YOUR GOAL =
Rescale every item below by writing out all its lines again, requests included, with each x and y coordinate in the answers multiplied by 0.35 and rounded to a whole number, halves rounding up. Leave the pictures out of your reply.

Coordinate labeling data
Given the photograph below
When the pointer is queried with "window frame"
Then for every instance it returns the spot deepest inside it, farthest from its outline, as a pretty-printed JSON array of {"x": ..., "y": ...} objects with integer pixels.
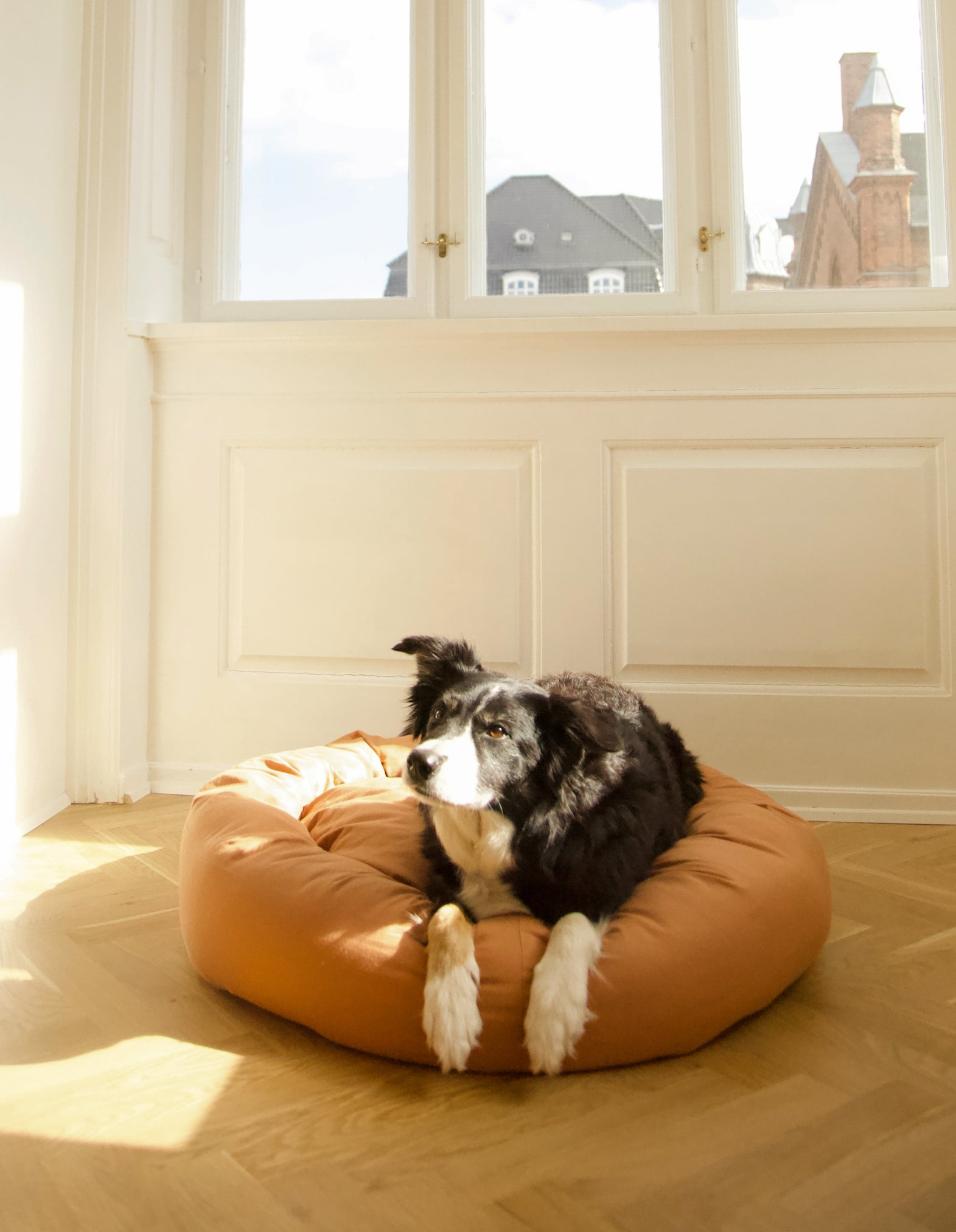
[
  {"x": 222, "y": 181},
  {"x": 726, "y": 157},
  {"x": 702, "y": 186},
  {"x": 680, "y": 46}
]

SOLUTION TO THIS TASK =
Given the photograph below
When the pointer is queried with "window frame"
Then for every instance it returns the spot deepest inside it, farthest from its outline, as a pretty-printed JSON array of {"x": ..., "y": ...} objects with integer pixels.
[
  {"x": 78, "y": 63},
  {"x": 254, "y": 55},
  {"x": 246, "y": 65},
  {"x": 238, "y": 16}
]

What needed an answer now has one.